>>>
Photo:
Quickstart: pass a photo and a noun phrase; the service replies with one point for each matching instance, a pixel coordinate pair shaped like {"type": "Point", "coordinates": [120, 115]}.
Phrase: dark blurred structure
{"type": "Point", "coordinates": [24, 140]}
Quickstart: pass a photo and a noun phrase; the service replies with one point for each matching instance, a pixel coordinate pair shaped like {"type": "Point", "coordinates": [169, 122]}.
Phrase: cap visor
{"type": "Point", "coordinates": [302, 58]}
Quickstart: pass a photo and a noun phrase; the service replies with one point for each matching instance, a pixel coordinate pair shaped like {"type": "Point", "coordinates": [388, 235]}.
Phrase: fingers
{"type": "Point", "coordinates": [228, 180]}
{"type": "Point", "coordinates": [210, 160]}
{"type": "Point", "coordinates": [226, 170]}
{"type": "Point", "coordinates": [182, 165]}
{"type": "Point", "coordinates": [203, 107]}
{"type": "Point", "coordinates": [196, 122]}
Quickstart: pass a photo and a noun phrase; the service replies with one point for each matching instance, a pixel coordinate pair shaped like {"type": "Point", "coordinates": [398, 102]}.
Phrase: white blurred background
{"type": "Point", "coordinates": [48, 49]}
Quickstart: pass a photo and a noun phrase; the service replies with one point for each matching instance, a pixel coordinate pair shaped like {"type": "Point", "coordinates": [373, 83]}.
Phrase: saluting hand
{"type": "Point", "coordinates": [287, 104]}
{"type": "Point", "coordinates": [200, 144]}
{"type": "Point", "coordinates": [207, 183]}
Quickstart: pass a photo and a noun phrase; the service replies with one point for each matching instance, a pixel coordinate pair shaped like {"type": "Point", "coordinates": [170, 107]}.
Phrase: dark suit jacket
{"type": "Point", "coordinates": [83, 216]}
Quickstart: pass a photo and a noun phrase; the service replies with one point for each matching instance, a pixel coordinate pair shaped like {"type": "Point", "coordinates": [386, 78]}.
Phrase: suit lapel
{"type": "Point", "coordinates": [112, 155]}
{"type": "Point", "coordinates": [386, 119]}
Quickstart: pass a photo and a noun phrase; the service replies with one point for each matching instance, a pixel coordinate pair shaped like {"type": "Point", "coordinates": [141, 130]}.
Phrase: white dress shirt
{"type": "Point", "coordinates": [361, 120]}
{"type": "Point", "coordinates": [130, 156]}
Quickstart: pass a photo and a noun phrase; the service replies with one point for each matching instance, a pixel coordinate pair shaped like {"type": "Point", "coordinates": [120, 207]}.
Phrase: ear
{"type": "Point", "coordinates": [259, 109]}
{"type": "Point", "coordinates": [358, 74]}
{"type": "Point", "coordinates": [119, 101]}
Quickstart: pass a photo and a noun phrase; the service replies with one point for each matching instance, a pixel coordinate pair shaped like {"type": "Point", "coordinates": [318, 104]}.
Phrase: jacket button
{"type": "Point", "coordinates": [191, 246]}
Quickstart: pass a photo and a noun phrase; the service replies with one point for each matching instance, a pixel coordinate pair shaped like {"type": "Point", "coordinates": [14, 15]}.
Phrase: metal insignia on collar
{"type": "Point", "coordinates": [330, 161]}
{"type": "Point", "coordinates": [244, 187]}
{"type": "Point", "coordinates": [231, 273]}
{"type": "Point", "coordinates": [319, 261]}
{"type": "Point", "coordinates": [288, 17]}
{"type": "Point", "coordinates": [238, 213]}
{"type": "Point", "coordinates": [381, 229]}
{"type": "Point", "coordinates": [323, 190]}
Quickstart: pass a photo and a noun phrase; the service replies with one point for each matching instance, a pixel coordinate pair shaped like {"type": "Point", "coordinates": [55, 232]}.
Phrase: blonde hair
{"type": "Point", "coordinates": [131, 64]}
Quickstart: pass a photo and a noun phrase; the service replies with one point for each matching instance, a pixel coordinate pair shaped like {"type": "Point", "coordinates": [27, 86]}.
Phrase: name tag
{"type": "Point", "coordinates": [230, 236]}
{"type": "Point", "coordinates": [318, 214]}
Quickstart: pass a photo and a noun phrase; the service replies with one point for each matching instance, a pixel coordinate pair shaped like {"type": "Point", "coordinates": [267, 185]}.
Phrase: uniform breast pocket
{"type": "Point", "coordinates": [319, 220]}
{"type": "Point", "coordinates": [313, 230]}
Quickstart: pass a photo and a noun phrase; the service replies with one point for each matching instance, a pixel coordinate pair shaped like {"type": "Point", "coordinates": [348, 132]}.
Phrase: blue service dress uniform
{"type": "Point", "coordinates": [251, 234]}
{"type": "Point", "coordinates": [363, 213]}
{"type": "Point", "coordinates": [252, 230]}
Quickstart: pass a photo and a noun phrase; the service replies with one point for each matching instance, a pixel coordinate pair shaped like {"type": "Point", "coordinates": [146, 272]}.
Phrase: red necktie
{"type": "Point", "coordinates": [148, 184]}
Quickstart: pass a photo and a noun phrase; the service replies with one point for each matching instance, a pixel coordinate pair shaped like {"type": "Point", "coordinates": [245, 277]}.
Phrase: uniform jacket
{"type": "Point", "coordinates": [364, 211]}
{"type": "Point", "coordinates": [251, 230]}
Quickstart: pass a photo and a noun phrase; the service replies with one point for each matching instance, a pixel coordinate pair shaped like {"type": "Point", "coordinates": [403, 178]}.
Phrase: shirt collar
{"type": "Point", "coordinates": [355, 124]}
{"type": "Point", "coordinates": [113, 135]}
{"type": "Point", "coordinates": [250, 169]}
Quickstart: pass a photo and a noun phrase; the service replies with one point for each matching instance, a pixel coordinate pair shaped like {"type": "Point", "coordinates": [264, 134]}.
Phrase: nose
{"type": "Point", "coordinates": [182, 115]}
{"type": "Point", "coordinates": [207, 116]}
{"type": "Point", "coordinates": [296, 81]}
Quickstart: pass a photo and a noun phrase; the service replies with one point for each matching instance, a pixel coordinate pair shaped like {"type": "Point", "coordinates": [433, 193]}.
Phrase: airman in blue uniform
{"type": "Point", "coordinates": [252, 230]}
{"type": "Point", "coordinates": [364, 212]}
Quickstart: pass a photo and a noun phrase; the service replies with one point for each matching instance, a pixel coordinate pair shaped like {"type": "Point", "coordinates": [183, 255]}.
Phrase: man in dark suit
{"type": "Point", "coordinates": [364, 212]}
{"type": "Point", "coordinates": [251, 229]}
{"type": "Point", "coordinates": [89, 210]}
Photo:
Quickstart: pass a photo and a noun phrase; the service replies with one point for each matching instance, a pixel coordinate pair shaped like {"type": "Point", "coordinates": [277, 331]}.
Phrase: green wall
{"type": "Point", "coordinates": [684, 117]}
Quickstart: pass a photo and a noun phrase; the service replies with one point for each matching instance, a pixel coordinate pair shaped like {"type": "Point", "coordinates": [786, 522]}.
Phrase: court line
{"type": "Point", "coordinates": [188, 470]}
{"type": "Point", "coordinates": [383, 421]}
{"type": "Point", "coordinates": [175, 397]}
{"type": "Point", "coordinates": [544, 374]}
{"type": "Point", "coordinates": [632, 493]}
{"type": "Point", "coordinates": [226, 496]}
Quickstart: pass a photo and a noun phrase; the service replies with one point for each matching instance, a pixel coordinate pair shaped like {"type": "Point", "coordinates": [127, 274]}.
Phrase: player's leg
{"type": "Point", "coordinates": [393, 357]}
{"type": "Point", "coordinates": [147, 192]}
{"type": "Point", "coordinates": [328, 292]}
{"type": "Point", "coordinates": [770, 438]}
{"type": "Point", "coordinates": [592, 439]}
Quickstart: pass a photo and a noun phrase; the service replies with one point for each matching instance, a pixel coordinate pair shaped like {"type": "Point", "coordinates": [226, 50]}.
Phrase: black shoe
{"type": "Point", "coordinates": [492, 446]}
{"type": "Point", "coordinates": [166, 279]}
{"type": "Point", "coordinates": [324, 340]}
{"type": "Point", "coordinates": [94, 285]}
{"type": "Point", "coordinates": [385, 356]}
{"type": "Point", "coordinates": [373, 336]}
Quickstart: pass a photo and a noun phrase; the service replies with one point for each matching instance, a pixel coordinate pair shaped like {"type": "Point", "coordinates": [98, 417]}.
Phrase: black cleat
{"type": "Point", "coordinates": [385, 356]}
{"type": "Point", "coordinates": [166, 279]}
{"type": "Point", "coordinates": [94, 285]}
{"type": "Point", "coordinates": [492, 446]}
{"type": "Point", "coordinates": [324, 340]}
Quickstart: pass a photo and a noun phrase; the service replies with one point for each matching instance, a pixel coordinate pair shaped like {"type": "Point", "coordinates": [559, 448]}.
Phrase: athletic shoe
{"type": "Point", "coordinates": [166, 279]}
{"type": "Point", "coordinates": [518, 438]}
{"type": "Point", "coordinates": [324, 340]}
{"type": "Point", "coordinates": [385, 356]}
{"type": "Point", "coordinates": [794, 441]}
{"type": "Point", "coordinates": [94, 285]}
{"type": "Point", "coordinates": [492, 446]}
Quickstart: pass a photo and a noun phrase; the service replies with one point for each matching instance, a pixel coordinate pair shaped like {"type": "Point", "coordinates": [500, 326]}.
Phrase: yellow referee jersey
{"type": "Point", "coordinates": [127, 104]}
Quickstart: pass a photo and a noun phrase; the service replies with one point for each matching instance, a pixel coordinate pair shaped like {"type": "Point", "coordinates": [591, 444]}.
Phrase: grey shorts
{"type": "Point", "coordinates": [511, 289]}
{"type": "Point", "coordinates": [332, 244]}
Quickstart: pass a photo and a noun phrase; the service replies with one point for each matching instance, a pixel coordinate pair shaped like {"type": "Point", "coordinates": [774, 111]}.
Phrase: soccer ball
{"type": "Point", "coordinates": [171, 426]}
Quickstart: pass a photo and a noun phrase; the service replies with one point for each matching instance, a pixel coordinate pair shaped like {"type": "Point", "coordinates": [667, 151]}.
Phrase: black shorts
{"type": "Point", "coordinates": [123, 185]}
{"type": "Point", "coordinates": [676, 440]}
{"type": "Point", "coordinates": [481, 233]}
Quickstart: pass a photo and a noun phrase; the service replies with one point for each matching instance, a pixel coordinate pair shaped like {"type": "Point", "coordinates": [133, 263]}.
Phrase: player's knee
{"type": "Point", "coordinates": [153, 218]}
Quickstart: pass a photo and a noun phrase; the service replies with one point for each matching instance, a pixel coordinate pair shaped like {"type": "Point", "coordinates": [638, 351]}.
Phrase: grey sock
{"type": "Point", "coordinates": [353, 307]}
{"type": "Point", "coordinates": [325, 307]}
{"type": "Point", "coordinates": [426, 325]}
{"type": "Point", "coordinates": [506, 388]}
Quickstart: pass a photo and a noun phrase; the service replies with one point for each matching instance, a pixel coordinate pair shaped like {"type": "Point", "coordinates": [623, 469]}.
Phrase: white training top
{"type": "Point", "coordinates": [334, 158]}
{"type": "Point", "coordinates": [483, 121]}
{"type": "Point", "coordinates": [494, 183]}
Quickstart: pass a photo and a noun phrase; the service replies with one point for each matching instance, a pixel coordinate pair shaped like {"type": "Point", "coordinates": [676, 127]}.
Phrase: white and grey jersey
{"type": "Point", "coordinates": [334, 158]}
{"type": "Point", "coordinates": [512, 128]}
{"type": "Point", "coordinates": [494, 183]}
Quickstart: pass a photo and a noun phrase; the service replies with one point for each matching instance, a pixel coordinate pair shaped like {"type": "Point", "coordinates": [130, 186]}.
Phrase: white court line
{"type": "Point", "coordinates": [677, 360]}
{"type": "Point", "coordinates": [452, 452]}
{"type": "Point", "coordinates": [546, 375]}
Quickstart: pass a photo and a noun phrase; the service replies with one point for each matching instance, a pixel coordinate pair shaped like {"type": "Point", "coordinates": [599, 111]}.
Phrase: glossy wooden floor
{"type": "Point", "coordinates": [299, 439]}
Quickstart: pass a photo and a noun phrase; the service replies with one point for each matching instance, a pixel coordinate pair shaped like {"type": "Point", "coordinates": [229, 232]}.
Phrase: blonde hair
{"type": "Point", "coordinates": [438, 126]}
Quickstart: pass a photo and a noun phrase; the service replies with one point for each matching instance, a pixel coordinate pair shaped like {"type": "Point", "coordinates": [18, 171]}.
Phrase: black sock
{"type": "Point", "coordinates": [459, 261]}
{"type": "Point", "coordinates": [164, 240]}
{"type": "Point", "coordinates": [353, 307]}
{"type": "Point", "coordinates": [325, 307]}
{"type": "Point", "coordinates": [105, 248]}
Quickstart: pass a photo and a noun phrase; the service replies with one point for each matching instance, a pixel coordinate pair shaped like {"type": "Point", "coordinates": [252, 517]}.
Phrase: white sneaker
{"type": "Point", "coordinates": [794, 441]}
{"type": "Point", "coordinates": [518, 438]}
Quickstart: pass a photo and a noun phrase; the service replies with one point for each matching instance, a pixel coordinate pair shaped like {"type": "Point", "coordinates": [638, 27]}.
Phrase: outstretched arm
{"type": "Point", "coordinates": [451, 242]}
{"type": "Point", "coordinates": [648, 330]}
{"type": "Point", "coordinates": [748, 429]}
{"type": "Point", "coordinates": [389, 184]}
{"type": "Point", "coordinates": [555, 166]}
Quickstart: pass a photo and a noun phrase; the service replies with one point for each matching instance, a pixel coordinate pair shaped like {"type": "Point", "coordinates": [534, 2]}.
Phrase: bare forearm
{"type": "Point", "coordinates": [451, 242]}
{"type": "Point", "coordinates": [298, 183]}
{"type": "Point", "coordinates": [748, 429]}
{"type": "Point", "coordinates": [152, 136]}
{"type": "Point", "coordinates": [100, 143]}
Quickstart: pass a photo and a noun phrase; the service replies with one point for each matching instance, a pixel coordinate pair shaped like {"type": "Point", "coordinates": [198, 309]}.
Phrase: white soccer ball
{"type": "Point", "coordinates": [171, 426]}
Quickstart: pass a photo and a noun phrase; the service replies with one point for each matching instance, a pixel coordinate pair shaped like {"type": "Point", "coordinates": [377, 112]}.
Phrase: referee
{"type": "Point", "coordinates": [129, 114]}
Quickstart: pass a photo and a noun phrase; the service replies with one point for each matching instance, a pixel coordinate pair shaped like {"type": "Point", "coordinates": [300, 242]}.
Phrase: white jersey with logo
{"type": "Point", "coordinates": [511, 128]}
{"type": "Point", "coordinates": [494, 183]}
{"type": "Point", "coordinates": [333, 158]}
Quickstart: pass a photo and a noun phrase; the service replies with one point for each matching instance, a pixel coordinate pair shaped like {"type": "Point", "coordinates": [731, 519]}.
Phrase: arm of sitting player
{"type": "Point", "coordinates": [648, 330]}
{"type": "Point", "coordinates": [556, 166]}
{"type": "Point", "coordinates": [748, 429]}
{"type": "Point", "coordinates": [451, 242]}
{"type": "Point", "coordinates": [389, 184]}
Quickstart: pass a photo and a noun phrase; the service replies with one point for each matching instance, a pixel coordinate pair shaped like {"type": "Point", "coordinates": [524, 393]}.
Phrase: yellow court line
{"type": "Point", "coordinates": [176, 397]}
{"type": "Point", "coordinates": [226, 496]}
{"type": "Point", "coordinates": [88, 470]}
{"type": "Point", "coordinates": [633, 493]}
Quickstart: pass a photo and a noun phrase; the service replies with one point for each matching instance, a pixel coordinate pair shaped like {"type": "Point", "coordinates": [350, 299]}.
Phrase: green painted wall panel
<<<
▶ **TASK BRIEF**
Identify every line in the listing above that contains the word "yellow", matching case exactly, and copy each such line.

▶ **FULL SOLUTION**
Phrase: yellow referee jersey
Phrase: yellow court line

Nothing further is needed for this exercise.